**ROWS:**
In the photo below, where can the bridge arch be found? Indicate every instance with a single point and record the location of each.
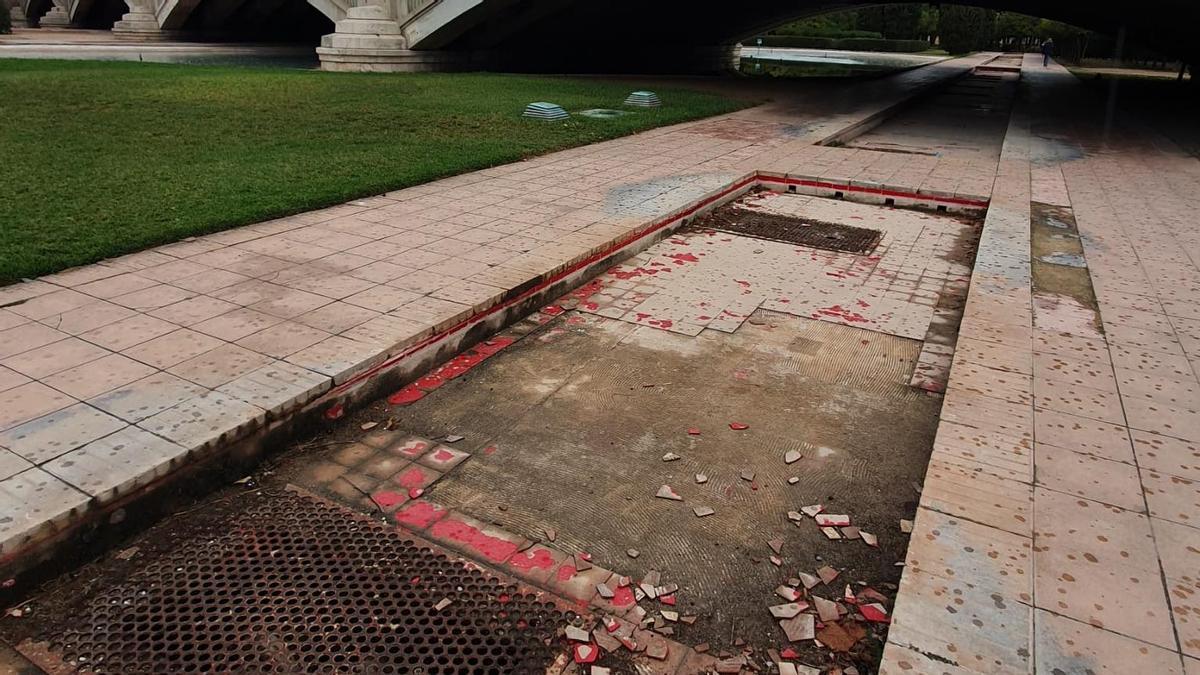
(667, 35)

...

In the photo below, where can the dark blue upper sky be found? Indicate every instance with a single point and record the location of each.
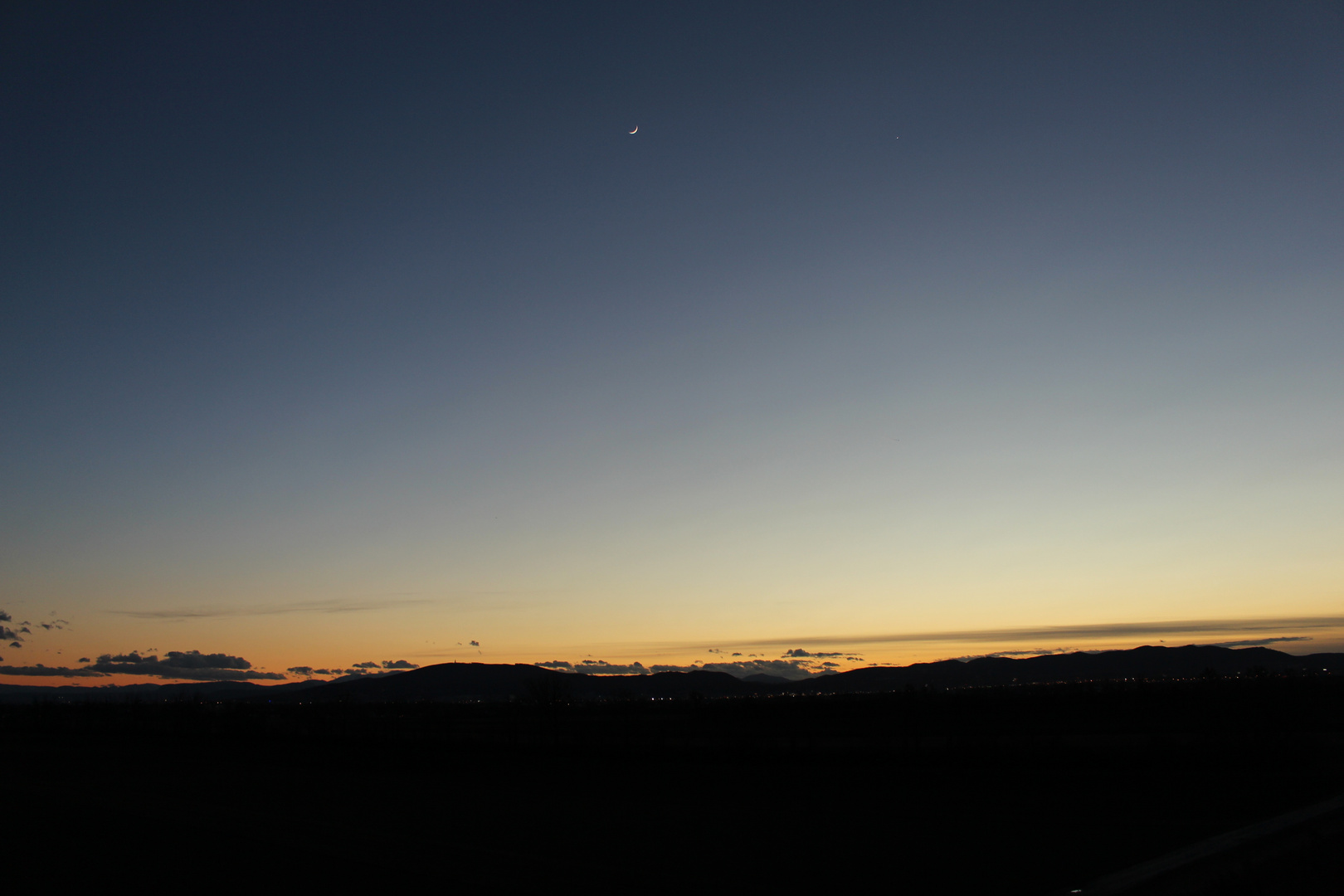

...

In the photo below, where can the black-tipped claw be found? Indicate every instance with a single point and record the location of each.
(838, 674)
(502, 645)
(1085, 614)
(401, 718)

**THE TASK:** Count the lines in the entries above that contain the word "where". Reply with the number only.

**THE RESPONSE:** 3